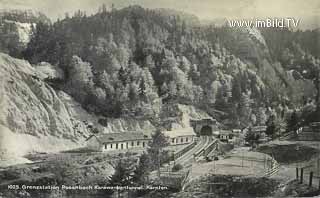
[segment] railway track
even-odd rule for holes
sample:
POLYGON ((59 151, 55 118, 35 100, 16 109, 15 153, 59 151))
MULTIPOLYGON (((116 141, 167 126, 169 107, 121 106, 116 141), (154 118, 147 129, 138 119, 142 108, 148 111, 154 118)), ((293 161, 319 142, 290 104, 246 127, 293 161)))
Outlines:
POLYGON ((211 138, 209 136, 201 136, 197 145, 186 152, 184 155, 176 159, 175 163, 181 164, 183 166, 191 164, 194 160, 194 154, 206 148, 210 144, 210 140, 211 138))

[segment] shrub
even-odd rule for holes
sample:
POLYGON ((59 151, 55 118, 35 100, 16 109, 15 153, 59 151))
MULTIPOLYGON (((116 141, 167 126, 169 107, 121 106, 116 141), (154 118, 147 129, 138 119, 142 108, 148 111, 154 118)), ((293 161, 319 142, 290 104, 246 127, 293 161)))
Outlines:
POLYGON ((0 179, 2 180, 13 180, 20 178, 20 172, 18 170, 8 170, 0 174, 0 179))
POLYGON ((183 168, 183 166, 181 164, 176 164, 172 167, 172 171, 177 172, 177 171, 181 170, 182 168, 183 168))

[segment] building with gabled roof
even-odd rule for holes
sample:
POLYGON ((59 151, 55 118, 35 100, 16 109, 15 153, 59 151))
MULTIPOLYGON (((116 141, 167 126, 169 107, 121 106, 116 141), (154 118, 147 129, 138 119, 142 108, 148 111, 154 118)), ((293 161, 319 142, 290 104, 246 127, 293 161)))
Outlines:
POLYGON ((120 132, 91 135, 86 139, 87 147, 96 151, 144 149, 151 136, 139 132, 120 132))
POLYGON ((170 145, 182 145, 192 143, 196 137, 192 127, 172 129, 171 131, 162 132, 167 138, 170 145))
POLYGON ((255 133, 265 133, 267 131, 267 126, 254 126, 251 127, 251 131, 255 133))
POLYGON ((234 133, 232 131, 229 131, 229 130, 221 130, 219 132, 219 139, 221 141, 224 141, 224 142, 232 142, 234 141, 234 133))

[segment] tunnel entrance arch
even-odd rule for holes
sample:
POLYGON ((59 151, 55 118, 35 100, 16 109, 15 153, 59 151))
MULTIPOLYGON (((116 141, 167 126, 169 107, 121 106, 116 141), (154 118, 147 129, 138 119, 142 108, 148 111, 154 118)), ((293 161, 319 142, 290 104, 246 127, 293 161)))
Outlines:
POLYGON ((190 120, 190 125, 193 127, 197 136, 212 136, 214 131, 218 130, 218 124, 215 119, 199 119, 190 120))
POLYGON ((200 130, 200 136, 211 136, 212 135, 212 128, 211 126, 203 126, 200 130))

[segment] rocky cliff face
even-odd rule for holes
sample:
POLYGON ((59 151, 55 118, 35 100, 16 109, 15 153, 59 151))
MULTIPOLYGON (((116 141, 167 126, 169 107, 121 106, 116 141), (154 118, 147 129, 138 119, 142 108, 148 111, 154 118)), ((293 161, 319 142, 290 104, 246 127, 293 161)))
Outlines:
◆ ◆ ◆ ◆ ◆ ◆ ◆
* **What is needed**
Pictures must not appear in the copy, and every record must be restated word for word.

* **Worked solution**
[segment] railway track
even-odd rule for holes
sample:
POLYGON ((59 151, 55 118, 35 100, 16 109, 15 153, 59 151))
MULTIPOLYGON (((116 141, 167 126, 169 107, 121 106, 116 141), (154 118, 147 129, 138 119, 142 108, 148 111, 154 118)), ((293 161, 319 142, 290 104, 246 127, 293 161)))
Outlines:
POLYGON ((211 138, 209 136, 201 136, 197 145, 186 152, 184 155, 176 159, 175 163, 181 164, 183 166, 191 164, 194 160, 194 154, 206 148, 210 144, 210 140, 211 138))

[segment] shrub
even-odd rule for holes
sample:
POLYGON ((59 151, 55 118, 35 100, 16 109, 15 153, 59 151))
MULTIPOLYGON (((116 141, 167 126, 169 107, 121 106, 116 141), (154 118, 147 129, 138 119, 142 108, 148 111, 154 118)), ((293 161, 319 142, 290 104, 246 127, 293 161)))
Outlines:
POLYGON ((0 179, 2 180, 13 180, 20 178, 20 172, 18 170, 8 170, 0 174, 0 179))
POLYGON ((183 168, 183 166, 181 164, 176 164, 172 167, 172 171, 177 172, 177 171, 181 170, 182 168, 183 168))

[segment] building with gabled roof
even-odd rule for holes
sample:
POLYGON ((59 151, 55 118, 35 100, 16 109, 15 153, 59 151))
MULTIPOLYGON (((116 141, 167 126, 169 107, 121 106, 116 141), (154 118, 147 129, 138 119, 142 108, 148 111, 154 118)), ((293 161, 319 142, 290 104, 246 127, 293 161)))
Outlines:
POLYGON ((120 132, 91 135, 86 139, 87 147, 96 151, 144 149, 151 136, 139 132, 120 132))
POLYGON ((170 145, 182 145, 192 143, 196 137, 192 127, 172 129, 171 131, 162 132, 167 138, 170 145))
POLYGON ((255 133, 265 133, 267 131, 267 126, 254 126, 251 127, 251 131, 255 133))
POLYGON ((234 133, 232 131, 229 131, 229 130, 221 130, 219 132, 219 139, 221 141, 224 141, 224 142, 232 142, 234 141, 234 133))

[segment] tunnel entrance arch
even-odd rule for holes
sample:
POLYGON ((59 151, 55 118, 35 100, 16 109, 15 153, 59 151))
MULTIPOLYGON (((116 141, 167 126, 169 107, 121 106, 116 141), (154 118, 147 129, 138 119, 142 108, 148 111, 154 118)), ((293 161, 319 142, 290 104, 246 127, 293 161)))
Outlines:
POLYGON ((190 120, 190 125, 193 127, 197 136, 212 136, 214 131, 218 130, 218 124, 215 119, 199 119, 190 120))
POLYGON ((200 130, 200 136, 211 136, 212 135, 212 128, 211 126, 203 126, 200 130))

[segment] rocky cliff face
even-odd rule for holes
sample:
POLYGON ((59 151, 55 118, 35 100, 16 109, 15 153, 59 151))
MULTIPOLYGON (((116 141, 167 126, 169 107, 121 106, 116 141), (154 118, 147 129, 138 119, 142 108, 148 111, 154 118)), ((293 161, 319 142, 290 104, 246 127, 293 161)))
Outlines:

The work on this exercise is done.